*SOURCE DOCUMENT:*

# PI questions



## SummersOff (Feb 11, 2007)

I would like to head up to PI tomorrow after work. Probably just stay the night and fish Saturday. My question is what is the best bait shop to go to, what is the name of that cheap hotel, and where would we suggest I fish out of for a mixed bag (I'm getting tired of catching gills and would love to hook into a northern or steelie)? Thanks for the help!


----------



## CRAPPIE LOVER (Feb 11, 2007)

If I were you I would PM..bassmastermjb...He is pretty knowledgable..When it comes to PI...I would check the snow level too...So far they had 120 inches snow this year..Not all that will be on the ground right now but may have a lot...Enjoy......Jim....


----------



## Big Daddy (Apr 6, 2004)

I'll be up there Saturday with a few fellow OGFers... If you could, get bait before you head up there. I'm getting bait tomorrow for the trip up. Every time I buy waxworms up there, they're ratty and expensive.


----------



## PapawSmith (Feb 13, 2007)

I haven't been there lately but know they have been hitting Misery Bay pretty hard. My buddy was there last week, just lookin, and said he talked to a guy that had several nice gills, a few perch, and had caught 2 Steelhead. He said he had been to the other side of the bay, where the other pack of guys are, the day prior and was skunked.
If you go you have to stay at El Patio, you just have to.  
There is a bait shop on the same road as El Patio, 832, on the east side of the road before you get into the park. Can't think of the name of it, I just give him a bunch of money and never pay attention to his sign.


----------



## Reel Thing (Apr 5, 2004)

We usually stay at the El Patio hotel top of the hill from PI 
http://www.elpatioerie.com/
64 on the weekend 54 sun- thur 10&#37; discount if you show your fishing license

Web site has links to the bait stores

There's a bait store on top of the hill as well 
BAC some like it some don't it's convenient

other tackle store that usually gets the thumbs up is Poor Richards

Pumpkinseeds are the most caught
perch can be good 
You hear of a few cappies
Steelheads always seem to hear of a few caught
Largemouth Bass always seem to get a few

I'm heading that way this weekend for a few days I mostly go after the perch

Hope this helps
George


----------



## PapawSmith (Feb 13, 2007)

Big Daddy said:


> I'll be up there Saturday with a few fellow OGFers... If you could, get bait before you head up there. I'm getting bait tomorrow for the trip up. Every time I buy waxworms up there, they're ratty and expensive.

*REQUIRED TASKS:*
(a) In the records, take the part that opens with the line containing "the window in" and runs through the end of the records, and give it again with every "Query" replaced by "Search term" and nothing else changed.
(b) Write the next part of the fishing forum thread about a trip to PI, picking up where it stops.
The records that come next are unrelated to the fishing thread.

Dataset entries
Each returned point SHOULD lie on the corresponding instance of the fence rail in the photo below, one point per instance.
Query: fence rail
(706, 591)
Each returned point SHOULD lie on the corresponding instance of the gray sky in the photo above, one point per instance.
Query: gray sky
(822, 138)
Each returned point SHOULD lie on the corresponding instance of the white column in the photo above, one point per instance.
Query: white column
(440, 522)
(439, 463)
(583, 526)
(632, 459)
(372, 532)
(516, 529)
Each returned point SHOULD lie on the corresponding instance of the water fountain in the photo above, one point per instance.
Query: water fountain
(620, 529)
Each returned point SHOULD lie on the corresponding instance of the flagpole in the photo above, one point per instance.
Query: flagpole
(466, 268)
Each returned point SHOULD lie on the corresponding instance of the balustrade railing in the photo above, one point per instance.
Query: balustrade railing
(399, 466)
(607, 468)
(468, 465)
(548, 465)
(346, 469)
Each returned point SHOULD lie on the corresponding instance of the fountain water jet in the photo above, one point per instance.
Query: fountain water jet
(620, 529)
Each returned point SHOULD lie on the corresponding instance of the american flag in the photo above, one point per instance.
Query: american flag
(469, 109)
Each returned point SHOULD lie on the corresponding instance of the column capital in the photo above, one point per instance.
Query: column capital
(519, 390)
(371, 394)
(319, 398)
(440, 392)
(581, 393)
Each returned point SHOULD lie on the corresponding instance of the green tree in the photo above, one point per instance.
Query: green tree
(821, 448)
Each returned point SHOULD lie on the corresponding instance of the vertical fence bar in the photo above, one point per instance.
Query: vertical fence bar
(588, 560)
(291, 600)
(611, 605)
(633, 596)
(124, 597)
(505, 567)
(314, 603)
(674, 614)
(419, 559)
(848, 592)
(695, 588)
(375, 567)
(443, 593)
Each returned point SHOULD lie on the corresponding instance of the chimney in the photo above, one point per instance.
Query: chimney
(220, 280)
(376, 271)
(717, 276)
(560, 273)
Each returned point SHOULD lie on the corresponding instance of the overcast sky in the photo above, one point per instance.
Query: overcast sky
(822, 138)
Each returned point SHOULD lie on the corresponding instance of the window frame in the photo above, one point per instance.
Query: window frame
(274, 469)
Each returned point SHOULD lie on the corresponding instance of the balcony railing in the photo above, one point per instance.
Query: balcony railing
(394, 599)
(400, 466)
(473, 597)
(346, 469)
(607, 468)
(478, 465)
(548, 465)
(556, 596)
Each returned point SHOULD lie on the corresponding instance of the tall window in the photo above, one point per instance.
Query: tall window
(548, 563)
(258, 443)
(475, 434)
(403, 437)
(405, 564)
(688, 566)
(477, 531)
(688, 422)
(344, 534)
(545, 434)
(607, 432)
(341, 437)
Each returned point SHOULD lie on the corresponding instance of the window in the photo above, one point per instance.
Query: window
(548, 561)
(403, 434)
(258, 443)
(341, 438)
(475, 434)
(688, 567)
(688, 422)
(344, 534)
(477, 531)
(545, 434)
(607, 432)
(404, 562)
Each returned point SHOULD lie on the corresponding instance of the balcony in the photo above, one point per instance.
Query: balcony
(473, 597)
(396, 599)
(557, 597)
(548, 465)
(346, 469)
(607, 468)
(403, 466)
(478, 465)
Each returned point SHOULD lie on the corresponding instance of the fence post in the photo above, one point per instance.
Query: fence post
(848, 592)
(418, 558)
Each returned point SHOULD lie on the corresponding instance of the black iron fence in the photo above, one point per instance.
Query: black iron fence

*ANSWERS TO THE EXERCISE:*
(a)
Each returned point SHOULD lie on the corresponding instance of the window in the photo above, one point per instance.
Search term: window
(548, 561)
(403, 434)
(258, 443)
(341, 438)
(475, 434)
(688, 567)
(688, 422)
(344, 534)
(477, 531)
(545, 434)
(607, 432)
(404, 562)
Each returned point SHOULD lie on the corresponding instance of the balcony in the photo above, one point per instance.
Search term: balcony
(473, 597)
(396, 599)
(557, 597)
(548, 465)
(346, 469)
(607, 468)
(403, 466)
(478, 465)
Each returned point SHOULD lie on the corresponding instance of the fence post in the photo above, one point per instance.
Search term: fence post
(848, 592)
(418, 558)
Each returned point SHOULD lie on the corresponding instance of the black iron fence in the photo above, one point per instance.
Search term: black iron fence

(b)
Carl, great to hear your heading out there, that means your feeling well! (Or at least well'er) Wish I could make it there this weekend, I always seem to manage to miss these OGF fun days.  I have a guy looking at a boat I'm selling Sat at noon and a bunch of kid things after that. Wish I could bring all the kids up fishing but I would need 4-2 person shanty's and another couple hundered dollars in gear.  I can only afford a couple at a time, and it's tough to pick a 'couple' when the whole gang is staring me down. Guess I'll have to catch with my Bro Chaunc  another day.
Hope you guys have a great, and productive, time.


----------



## SummersOff (Feb 11, 2007)

Thanks for the help, of course I will take any additional comments. I will try and get bait first if possibly, but I'll probably just end up sucking it up and buying it there. I remember last time, my dad took me a few years ago, the prices were really high at the bait shop. Probably the BAC. We stayed at the El Patio last time, I new you guys would have the name handy. We will probably stay there again if this all works out. Thanks again for the help.


----------



## Big Daddy (Apr 6, 2004)

Maybe next weekend, we'll stay a couple days...

Nick is coming along to help me out on the ice, along with Walt, Joey, and cfish, unless he has to work. I'll have lots of help.

Should be fun. We're going to try the third parking lot, I think... We'll see what happens when we get up there.

George, do you still have my cell number? See you up there.


----------



## PapawSmith (Feb 13, 2007)

Summersoff, If you wanted to pick bait up ahead of time Mumfords in Litchfield has been doing pretty good at keeping a good bit of live bait on hand. I've been suprised that pretty much everything live bait wise they've had it including a few types of minnows. They have red maggots (I recommend you try them) and she said, last week, she was ordering mousies. 
Don't know where you get yours in Wooster but Mumfords is not far.
Good luck on your outing.


----------



## icehuntR (Dec 18, 2005)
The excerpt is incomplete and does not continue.